# ОБ УПРАЖНЕНИИ
Какая надпись, согласно колонке, была на заднике сцены митинга?

# ФРАГМЕНТ ДОКУМЕНТА
====
Кашин и политический зашквар: «позорище» Алисы Вокс, спор Познера с Кремлем и скрытый смысл Путина за роялем

19/05/2017 - 22:19 (по МСК) Олег Кашин

Каждую неделю Олег Кашин пишет колонки и думает о судьбах родины. На этот раз — о том, как митинг против реновации превратился в политический, а Екатерина Винокурова на самом деле не виновна в выдворении с него Алексея Навального с семьей; о том, чем известен бывший кремлевский чиновник Никита Иванов, который, по информации Дождя, заказал клип Алисы Вокс «Малыш»; о феномене Познера и его споре с властями об атеизме; а также о любви президента Путина к игре на рояле.

Главное политическое событие недели напоминает нам об Оруэлле — на этом политическом событии большими буквами написано, что оно не имеет никакого отношения к политике, и это, конечно, такое образцовое двоемыслие, потому что массовый митинг против скандального решения властей будет политическим событием вне зависимости от того, что говорят политики. А они, конечно, политики, которые этот митинг организовали. О конфликте вокруг участия в этом митинге Алексея Навального и говорить нечего. Это уже не имеющая отношения к сносу московских домов именно политическая интрига, позволяющая спорить и о лидерстве в этом протестном движении, и о возможных обязательствах его лидеров перед московскими или федеральными властями.

В свое время я участвовал в оргкомитете первого митинга на Болотной, и эти скандалы производят впечатление такого ремейка нашумевшей в прошлом истории. В том оргкомитете тоже огромную роль играли журналисты, которые старались дистанцироваться от опытных политиков и в итоге сами оказывались политиками, причем гораздо более спорными, чем ветераны протестного движения. Вспомним хотя бы скандальные переговоры с мэрией, когда Алексей Венедиктов, по его знаменитому выражению, принес в мэрию «вискарь». Вот даже надпись на заднике сцены — «Москва против реновации» — кто ее придумал, почему не написали «против сноса»? «Реновация» — это сам по себе очень манипулятивный термин, навязываемый мэрией, потому что «снос» звучит зловеще, а «реновация», то есть обновление — оптимистично. И «Москва против реновации» — ну написали бы еще «Москва против прогресса», тем более что это был бы такой смешной каламбур с названием партии Навального, все бы обсуждали.

Журналистка Екатерина Винокурова, которая была одним из организаторов этого митинга, давно враждует с Навальным — там что-то глубоко личное, вначале Катя много лет добивалась у Навального интервью, а он публично и довольно невежливо ей отказывал, а потом у них случилось уже личное столкновение на выборах в Костроме, когда на Винокурову напали местные титушки, она убежала от них в штаб демкоалиции, которую возглавлял как раз Навальный, и там ее стали не утешать, а всячески обижать и шутить на ее счет, она до сих пор об этом вспоминает и обижается, ну и можно представить, как она относится к Навальному лично. Он относится к ней так же, но что простительно эмоциональной журналистке, то выглядит дико в исполнении серьезного политика, и когда Навальный обвиняет Винокурову в том, что это она позвала полицию, которая вывела его с семьей с этого митинга — это было бы некрасиво, даже если бы было правдой, но это еще и неправда, Винокурова в этот момент была на сцене, и на видео видно, что Навального прогоняет другая заявительница митинга Татьяна Кособокова, то есть прогоняют его полицейские, а Татьяна просто говорит, что выступать будут только те, кого согласовали заранее.
====
Сохранённые записи

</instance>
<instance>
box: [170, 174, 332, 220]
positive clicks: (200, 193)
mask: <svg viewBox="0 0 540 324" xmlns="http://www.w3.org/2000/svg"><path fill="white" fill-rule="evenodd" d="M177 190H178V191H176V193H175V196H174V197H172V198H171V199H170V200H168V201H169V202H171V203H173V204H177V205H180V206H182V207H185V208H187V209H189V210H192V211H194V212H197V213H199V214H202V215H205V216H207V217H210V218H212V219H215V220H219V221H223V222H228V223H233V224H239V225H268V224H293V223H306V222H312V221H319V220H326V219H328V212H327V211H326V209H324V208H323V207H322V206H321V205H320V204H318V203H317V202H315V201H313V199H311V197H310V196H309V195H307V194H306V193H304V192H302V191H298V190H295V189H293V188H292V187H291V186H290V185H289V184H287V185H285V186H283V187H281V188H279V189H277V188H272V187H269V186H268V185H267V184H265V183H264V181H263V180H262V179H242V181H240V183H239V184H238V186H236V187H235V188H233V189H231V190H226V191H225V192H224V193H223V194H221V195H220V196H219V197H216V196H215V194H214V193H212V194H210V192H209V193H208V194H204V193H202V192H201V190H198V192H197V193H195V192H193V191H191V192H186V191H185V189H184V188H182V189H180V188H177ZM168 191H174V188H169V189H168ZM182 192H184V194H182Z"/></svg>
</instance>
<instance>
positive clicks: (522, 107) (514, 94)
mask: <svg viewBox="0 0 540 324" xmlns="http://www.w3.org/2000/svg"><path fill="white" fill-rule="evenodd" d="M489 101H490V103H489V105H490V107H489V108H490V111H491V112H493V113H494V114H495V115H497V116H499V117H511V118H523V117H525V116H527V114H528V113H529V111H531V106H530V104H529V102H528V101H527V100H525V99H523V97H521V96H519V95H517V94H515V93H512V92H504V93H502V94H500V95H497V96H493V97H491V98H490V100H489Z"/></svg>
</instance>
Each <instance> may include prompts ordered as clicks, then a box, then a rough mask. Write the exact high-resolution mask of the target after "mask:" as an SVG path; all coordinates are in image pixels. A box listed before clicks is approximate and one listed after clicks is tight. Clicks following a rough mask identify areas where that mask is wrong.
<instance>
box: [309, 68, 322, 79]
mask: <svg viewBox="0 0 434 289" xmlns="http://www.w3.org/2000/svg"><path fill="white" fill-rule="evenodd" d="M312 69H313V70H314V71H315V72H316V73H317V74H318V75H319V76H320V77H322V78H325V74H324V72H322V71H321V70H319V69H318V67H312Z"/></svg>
====
# ПИСЬМЕННЫЙ ОТВЕТ
«Москва против реновации».